# Problem details
Every line of the data that includes "seated" should be copied out.

── Task data ──

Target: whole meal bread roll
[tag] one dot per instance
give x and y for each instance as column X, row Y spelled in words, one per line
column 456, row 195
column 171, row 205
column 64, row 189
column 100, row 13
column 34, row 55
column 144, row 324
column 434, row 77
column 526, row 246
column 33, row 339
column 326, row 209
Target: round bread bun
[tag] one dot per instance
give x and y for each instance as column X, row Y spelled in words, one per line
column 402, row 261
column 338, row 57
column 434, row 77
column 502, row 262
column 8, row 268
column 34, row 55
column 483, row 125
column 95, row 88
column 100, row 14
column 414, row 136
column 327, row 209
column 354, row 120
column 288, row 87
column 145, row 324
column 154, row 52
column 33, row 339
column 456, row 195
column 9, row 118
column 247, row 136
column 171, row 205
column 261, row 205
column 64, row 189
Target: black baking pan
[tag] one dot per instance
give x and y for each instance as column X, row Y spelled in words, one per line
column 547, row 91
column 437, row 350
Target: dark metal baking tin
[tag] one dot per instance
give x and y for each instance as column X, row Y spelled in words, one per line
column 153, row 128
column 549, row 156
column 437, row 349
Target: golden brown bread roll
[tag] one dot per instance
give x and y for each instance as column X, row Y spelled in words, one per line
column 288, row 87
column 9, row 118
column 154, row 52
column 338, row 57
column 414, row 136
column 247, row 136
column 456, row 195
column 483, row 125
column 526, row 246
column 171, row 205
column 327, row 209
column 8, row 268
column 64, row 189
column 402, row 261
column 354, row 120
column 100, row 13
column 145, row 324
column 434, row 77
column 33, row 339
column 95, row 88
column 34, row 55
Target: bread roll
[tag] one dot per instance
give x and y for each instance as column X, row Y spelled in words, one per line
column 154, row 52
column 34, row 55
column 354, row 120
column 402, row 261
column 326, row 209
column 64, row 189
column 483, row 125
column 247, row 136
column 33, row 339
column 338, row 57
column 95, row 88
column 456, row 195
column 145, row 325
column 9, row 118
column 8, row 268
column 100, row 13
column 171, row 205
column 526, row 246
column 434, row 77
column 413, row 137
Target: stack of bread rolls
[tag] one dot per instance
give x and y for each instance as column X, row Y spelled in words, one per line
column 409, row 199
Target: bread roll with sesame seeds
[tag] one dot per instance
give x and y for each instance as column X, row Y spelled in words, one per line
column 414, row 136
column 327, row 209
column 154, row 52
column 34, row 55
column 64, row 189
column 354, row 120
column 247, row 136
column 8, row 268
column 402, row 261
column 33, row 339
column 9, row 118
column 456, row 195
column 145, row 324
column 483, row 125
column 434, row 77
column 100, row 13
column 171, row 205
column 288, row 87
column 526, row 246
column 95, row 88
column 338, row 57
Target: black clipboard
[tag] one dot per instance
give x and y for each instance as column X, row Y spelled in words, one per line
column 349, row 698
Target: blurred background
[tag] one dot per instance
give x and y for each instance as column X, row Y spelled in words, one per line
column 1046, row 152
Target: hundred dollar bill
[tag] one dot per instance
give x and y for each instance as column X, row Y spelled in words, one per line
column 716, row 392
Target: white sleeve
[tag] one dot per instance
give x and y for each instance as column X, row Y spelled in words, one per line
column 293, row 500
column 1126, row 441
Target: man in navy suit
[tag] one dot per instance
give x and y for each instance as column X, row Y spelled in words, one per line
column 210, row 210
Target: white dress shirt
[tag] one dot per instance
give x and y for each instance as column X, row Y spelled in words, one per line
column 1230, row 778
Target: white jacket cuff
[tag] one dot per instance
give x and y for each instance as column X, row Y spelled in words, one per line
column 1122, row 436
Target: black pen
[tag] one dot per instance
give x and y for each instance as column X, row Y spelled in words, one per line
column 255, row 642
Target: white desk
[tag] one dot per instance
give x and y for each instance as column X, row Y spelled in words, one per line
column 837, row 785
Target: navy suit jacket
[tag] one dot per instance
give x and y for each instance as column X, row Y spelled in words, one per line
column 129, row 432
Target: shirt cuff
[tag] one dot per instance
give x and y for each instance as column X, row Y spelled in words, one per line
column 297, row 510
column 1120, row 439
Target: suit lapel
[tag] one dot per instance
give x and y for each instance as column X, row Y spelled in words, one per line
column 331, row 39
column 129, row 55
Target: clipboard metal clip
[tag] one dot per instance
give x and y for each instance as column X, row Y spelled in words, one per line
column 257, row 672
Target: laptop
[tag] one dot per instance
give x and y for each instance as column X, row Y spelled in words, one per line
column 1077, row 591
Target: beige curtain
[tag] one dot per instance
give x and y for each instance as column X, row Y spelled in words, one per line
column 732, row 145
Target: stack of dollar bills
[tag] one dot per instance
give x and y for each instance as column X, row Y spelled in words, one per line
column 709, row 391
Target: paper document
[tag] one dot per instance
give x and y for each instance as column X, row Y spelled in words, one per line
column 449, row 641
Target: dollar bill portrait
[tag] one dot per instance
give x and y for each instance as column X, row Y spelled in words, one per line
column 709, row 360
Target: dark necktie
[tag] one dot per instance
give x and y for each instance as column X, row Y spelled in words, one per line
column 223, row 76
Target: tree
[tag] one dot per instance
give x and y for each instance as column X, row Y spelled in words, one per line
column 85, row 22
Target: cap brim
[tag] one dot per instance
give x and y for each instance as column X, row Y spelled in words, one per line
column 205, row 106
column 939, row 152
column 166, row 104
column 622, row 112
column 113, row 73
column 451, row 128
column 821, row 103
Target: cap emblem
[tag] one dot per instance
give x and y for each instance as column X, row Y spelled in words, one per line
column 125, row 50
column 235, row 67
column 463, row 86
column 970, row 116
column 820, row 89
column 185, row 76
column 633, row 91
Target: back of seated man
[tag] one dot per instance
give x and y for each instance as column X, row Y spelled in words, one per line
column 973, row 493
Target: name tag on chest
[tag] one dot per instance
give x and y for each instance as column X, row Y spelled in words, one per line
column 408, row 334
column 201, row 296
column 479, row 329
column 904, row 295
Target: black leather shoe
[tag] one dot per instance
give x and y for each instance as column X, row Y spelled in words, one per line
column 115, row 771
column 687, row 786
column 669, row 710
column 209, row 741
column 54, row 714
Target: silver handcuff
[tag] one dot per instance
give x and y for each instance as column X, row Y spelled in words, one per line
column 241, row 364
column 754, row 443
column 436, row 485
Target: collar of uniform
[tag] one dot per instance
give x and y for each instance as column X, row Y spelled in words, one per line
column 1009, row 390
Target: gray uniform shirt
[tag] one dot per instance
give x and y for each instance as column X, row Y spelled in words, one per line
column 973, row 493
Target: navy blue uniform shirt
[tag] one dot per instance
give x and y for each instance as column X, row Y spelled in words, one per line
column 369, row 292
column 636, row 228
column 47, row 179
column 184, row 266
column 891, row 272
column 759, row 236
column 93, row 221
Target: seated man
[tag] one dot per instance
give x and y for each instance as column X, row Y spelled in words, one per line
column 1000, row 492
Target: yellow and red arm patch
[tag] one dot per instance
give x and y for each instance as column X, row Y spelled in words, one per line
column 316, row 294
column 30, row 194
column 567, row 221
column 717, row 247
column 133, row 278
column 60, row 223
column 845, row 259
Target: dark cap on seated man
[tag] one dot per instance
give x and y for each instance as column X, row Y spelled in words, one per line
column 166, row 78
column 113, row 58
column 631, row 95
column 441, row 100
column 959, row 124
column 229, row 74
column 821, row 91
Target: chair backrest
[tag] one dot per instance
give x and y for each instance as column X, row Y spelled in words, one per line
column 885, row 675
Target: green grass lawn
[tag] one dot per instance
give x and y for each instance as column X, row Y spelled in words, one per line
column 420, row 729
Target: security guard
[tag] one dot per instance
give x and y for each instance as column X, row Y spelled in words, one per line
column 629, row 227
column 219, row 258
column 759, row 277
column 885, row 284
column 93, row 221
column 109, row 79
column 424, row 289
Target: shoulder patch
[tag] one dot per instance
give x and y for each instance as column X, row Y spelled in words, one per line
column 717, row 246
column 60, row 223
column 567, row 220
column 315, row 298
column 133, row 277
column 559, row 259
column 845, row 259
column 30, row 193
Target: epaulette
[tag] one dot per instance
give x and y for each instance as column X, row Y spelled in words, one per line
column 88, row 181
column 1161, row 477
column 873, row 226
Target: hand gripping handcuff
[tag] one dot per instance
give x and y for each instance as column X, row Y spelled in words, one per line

───

# Response area
Target: back of seated man
Target: seated man
Target: dark cap on seated man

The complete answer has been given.